:: Extracted information ::
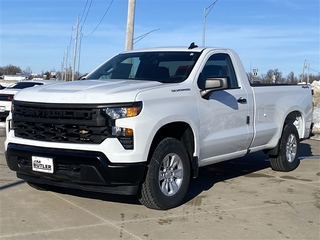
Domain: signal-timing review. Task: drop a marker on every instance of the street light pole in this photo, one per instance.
(137, 39)
(130, 24)
(205, 14)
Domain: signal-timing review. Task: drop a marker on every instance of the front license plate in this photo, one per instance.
(42, 164)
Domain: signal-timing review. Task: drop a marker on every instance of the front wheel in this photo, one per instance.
(168, 176)
(289, 148)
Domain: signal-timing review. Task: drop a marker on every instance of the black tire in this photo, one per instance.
(168, 176)
(289, 148)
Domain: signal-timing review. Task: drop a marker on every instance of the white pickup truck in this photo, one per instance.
(143, 122)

:: Your instructions ::
Please put every line of the listing, from the line with "tire in this photo, one per instance." through the end of the listing, into a Markdown table with the columns Row and Line, skipping any blank lines.

:: Correct result ::
| Row | Line |
|---|---|
| 1 | Domain: signal-timing review. Task: drop a marker on every instance of the black tire in this photo, one per instance. |
| 2 | (168, 176) |
| 3 | (289, 148) |
| 4 | Domain: signal-timing review. Task: drop a marker on every instance of the white pickup truck in this photo, one per instance. |
| 5 | (143, 122) |